#### Work to be completed:
Each entry below should be returned exactly as is, with the pictures removed.

#### Dataset content:
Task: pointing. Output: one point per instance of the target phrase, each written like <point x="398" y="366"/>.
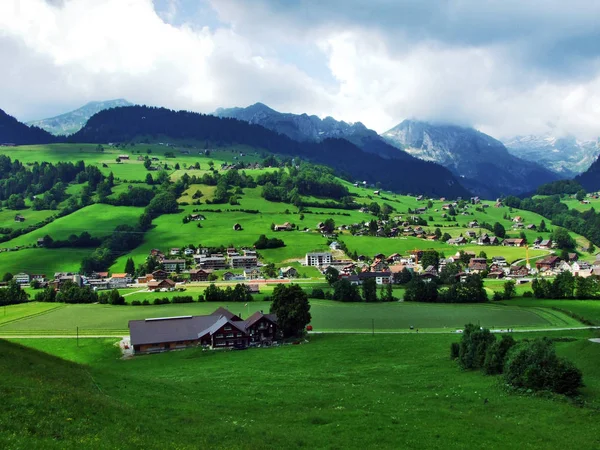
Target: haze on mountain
<point x="566" y="156"/>
<point x="483" y="163"/>
<point x="73" y="121"/>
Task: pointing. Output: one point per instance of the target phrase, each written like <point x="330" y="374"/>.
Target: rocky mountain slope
<point x="566" y="156"/>
<point x="14" y="132"/>
<point x="305" y="128"/>
<point x="483" y="163"/>
<point x="73" y="121"/>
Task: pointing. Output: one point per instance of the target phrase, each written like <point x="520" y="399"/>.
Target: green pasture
<point x="387" y="391"/>
<point x="326" y="316"/>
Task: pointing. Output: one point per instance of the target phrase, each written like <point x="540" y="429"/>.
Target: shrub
<point x="496" y="355"/>
<point x="535" y="365"/>
<point x="454" y="350"/>
<point x="473" y="346"/>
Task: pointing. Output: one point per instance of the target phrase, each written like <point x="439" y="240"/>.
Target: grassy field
<point x="326" y="316"/>
<point x="397" y="391"/>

#### Worked solution:
Task: pointing. Output: one point per instance of the target phrase, each written like <point x="398" y="366"/>.
Target: haze on mountain
<point x="566" y="156"/>
<point x="483" y="163"/>
<point x="73" y="121"/>
Task: pointing. Output: one point per instance of the target phrase, each written like <point x="330" y="374"/>.
Target: rocky mountain slope
<point x="566" y="156"/>
<point x="14" y="132"/>
<point x="305" y="128"/>
<point x="483" y="163"/>
<point x="73" y="121"/>
Task: pointing. Output: one point per instance of the target phrase, each written like <point x="520" y="399"/>.
Target: green pasture
<point x="387" y="391"/>
<point x="326" y="316"/>
Task: pointing. Output: one point per instance of the target phrase, each written like <point x="540" y="429"/>.
Target: shrub
<point x="496" y="355"/>
<point x="535" y="365"/>
<point x="454" y="350"/>
<point x="473" y="346"/>
Task: pointing. Output: one point per instance of the target phrase, each written like <point x="439" y="240"/>.
Target: grassy field
<point x="326" y="316"/>
<point x="397" y="391"/>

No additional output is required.